WORK TO BE COMPLETED: The required copy runs from the first line of the material through the line containing "negative clicks: (274, 456) (103, 191)", exactly as written and without pictures.

ENTRIES SUPPLIED:
=======

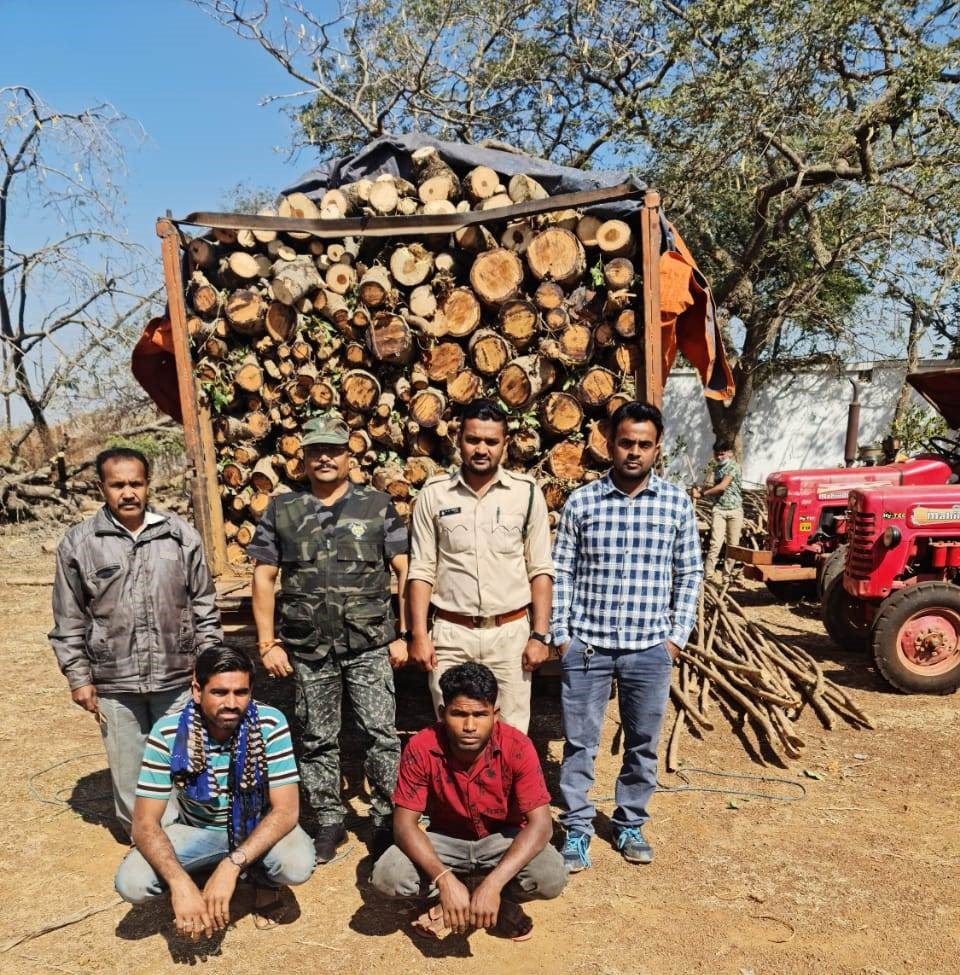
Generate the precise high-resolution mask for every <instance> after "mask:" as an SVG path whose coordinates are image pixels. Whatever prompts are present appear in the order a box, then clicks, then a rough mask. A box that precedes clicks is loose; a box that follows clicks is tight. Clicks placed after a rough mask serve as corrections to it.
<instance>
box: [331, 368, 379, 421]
mask: <svg viewBox="0 0 960 975" xmlns="http://www.w3.org/2000/svg"><path fill="white" fill-rule="evenodd" d="M340 396H341V398H342V399H343V403H344V405H345V406H346V407H347V408H348V409H350V410H353V411H354V412H356V413H370V412H372V411H373V409H374V408H375V407H376V405H377V403H378V402H379V401H380V383H379V382H377V378H376V376H374V375H373V374H372V373H369V372H367V371H366V370H364V369H351V370H349V371H348V372H345V373H344V374H343V378H342V379H341V381H340Z"/></svg>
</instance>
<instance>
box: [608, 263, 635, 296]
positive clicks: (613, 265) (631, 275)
mask: <svg viewBox="0 0 960 975" xmlns="http://www.w3.org/2000/svg"><path fill="white" fill-rule="evenodd" d="M635 276H636V272H635V271H634V268H633V261H631V260H630V259H629V258H626V257H615V258H613V260H610V261H607V262H606V263H605V264H604V265H603V280H604V281H606V282H607V287H608V288H612V289H613V290H615V291H617V290H621V289H625V288H630V287H632V285H633V279H634V277H635Z"/></svg>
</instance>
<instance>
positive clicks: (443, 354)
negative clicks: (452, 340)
mask: <svg viewBox="0 0 960 975" xmlns="http://www.w3.org/2000/svg"><path fill="white" fill-rule="evenodd" d="M465 363H466V355H465V354H464V351H463V348H462V347H461V346H459V345H457V343H456V342H440V343H439V344H438V345H435V346H433V347H432V348H430V349H428V350H427V352H426V354H425V356H424V365H425V366H426V369H427V376H428V377H429V378H430V381H431V382H434V383H445V382H449V381H450V380H451V379H453V377H454V376H456V375H457V374H458V373H459V372H460V371H461V370H462V369H463V367H464V365H465Z"/></svg>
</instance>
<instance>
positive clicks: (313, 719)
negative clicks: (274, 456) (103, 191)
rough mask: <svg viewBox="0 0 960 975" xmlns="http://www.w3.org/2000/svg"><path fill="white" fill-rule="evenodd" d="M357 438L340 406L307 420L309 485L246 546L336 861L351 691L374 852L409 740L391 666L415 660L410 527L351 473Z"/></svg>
mask: <svg viewBox="0 0 960 975" xmlns="http://www.w3.org/2000/svg"><path fill="white" fill-rule="evenodd" d="M348 438H349V430H348V428H347V425H346V423H345V422H344V421H343V419H342V418H341V417H340V416H339V415H338V414H336V413H332V412H331V413H327V414H325V415H324V416H320V417H315V418H314V419H312V420H309V421H308V422H307V423H306V424H305V425H304V428H303V440H302V446H303V454H304V458H303V459H304V466H305V467H306V471H307V476H308V478H309V482H310V490H309V491H302V492H301V491H295V492H290V493H288V494H281V495H278V496H277V497H275V498H273V500H272V501H271V502H270V505H269V507H268V508H267V510H266V512H265V513H264V516H263V518H262V519H261V520H260V524H259V525H258V526H257V531H256V534H255V535H254V538H253V541H252V542H251V543H250V545H249V546H248V547H247V553H248V554H249V555H250V556H251V557H252V558H254V559H255V560H256V563H257V565H256V568H255V569H254V575H253V616H254V620H255V622H256V625H257V639H258V642H259V650H260V656H261V659H262V660H263V663H264V666H265V668H266V670H267V672H268V673H269V674H270V676H271V677H286V676H288V675H290V674H295V675H296V717H297V720H298V722H299V723H300V725H301V728H302V754H301V758H300V770H301V775H302V778H303V784H304V789H305V791H306V793H307V798H308V800H309V802H310V805H311V807H312V808H313V811H314V813H315V814H316V817H317V822H318V825H319V829H318V831H317V835H316V837H315V841H314V842H315V845H316V849H317V861H318V862H319V863H326V862H328V861H329V860H331V859H332V858H333V856H334V854H335V853H336V848H337V846H338V845H339V844H340V843H342V842H343V841H344V840H345V839H346V831H345V830H344V825H343V815H344V809H343V803H342V801H341V798H340V748H339V741H338V739H339V734H340V704H341V699H342V695H343V691H344V689H346V692H347V695H348V697H349V698H350V703H351V704H352V706H353V712H354V715H355V717H356V719H357V723H358V724H359V725H360V727H361V729H362V730H363V732H364V733H365V734H366V736H367V738H368V740H369V747H368V748H367V750H366V758H365V761H364V771H365V773H366V777H367V781H368V783H369V785H370V791H371V794H372V800H371V803H370V817H371V820H372V824H373V830H374V832H373V842H372V851H373V853H374V855H375V856H376V855H377V853H378V852H380V851H382V850H383V849H386V847H387V846H389V845H390V843H391V842H392V838H391V837H392V822H391V814H392V805H391V796H392V794H393V790H394V788H395V786H396V784H397V766H398V763H399V760H400V739H399V738H398V737H397V730H396V725H395V720H396V702H395V697H394V685H393V674H392V671H391V667H399V666H401V665H402V664H403V663H405V662H406V659H407V647H406V642H405V641H404V640H401V639H396V632H397V631H396V623H395V621H394V618H393V614H392V611H391V606H390V572H389V567H390V566H392V567H393V569H394V571H395V572H396V573H397V576H398V582H399V592H400V594H401V595H400V629H401V632H402V631H403V630H404V629H405V628H406V627H405V622H404V619H405V616H404V614H405V609H404V600H403V591H404V584H405V581H406V574H407V530H406V527H405V526H404V524H403V522H402V521H401V519H400V517H399V515H398V514H397V512H396V509H395V508H394V506H393V502H392V501H391V500H390V498H389V497H388V496H387V495H386V494H383V493H381V492H380V491H375V490H373V489H372V488H370V487H367V486H365V485H364V486H360V485H355V484H352V483H351V482H350V480H349V478H348V474H349V470H350V452H349V450H348V448H347V442H348ZM278 574H279V575H280V600H281V601H280V613H279V622H280V626H279V635H277V633H276V632H275V630H274V608H275V594H274V590H275V584H276V579H277V575H278Z"/></svg>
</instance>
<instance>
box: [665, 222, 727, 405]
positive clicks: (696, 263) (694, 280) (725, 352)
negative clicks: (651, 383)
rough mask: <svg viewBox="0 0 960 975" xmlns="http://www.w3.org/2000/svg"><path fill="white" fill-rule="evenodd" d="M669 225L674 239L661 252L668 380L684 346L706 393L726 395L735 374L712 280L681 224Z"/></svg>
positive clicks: (689, 360)
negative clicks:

=======

REPLY:
Generate the precise high-resolution mask for every <instance> after "mask:" as an SVG path whose coordinates are image pixels. Whatever prompts are present appear in the order a box, then clicks, then a rough mask. A box that precedes clicks is loose; a box that follows clicks is tight. Clicks placed after a rough mask serve as corrections to it.
<instance>
box: [331, 368, 379, 421]
mask: <svg viewBox="0 0 960 975" xmlns="http://www.w3.org/2000/svg"><path fill="white" fill-rule="evenodd" d="M340 396H341V398H342V399H343V403H344V405H345V406H346V407H347V408H348V409H350V410H353V411H354V412H356V413H370V412H372V411H373V409H374V408H375V407H376V405H377V403H378V402H379V401H380V383H379V382H377V378H376V376H374V375H373V374H372V373H369V372H367V371H366V370H364V369H351V370H349V371H348V372H345V373H344V374H343V378H342V379H341V381H340Z"/></svg>
</instance>
<instance>
box: [608, 263, 635, 296]
positive clicks: (613, 265) (631, 275)
mask: <svg viewBox="0 0 960 975" xmlns="http://www.w3.org/2000/svg"><path fill="white" fill-rule="evenodd" d="M635 276H636V272H635V271H634V268H633V261H631V260H630V259H629V258H626V257H615V258H613V260H610V261H607V262H606V263H605V264H604V265H603V280H604V281H606V282H607V287H608V288H612V289H613V290H615V291H617V290H621V289H625V288H630V287H632V285H633V279H634V277H635Z"/></svg>
</instance>
<instance>
positive clicks: (443, 354)
negative clicks: (452, 340)
mask: <svg viewBox="0 0 960 975" xmlns="http://www.w3.org/2000/svg"><path fill="white" fill-rule="evenodd" d="M465 363H466V355H465V354H464V351H463V348H462V347H461V346H459V345H457V343H456V342H440V343H439V344H438V345H435V346H433V347H432V348H430V349H428V350H427V352H426V354H425V356H424V365H425V366H426V369H427V376H428V377H429V378H430V381H431V382H434V383H445V382H449V381H450V380H451V379H453V377H454V376H456V375H457V374H458V373H459V372H460V371H461V370H462V369H463V367H464V365H465Z"/></svg>
</instance>
<instance>
positive clicks: (313, 719)
negative clicks: (274, 456) (103, 191)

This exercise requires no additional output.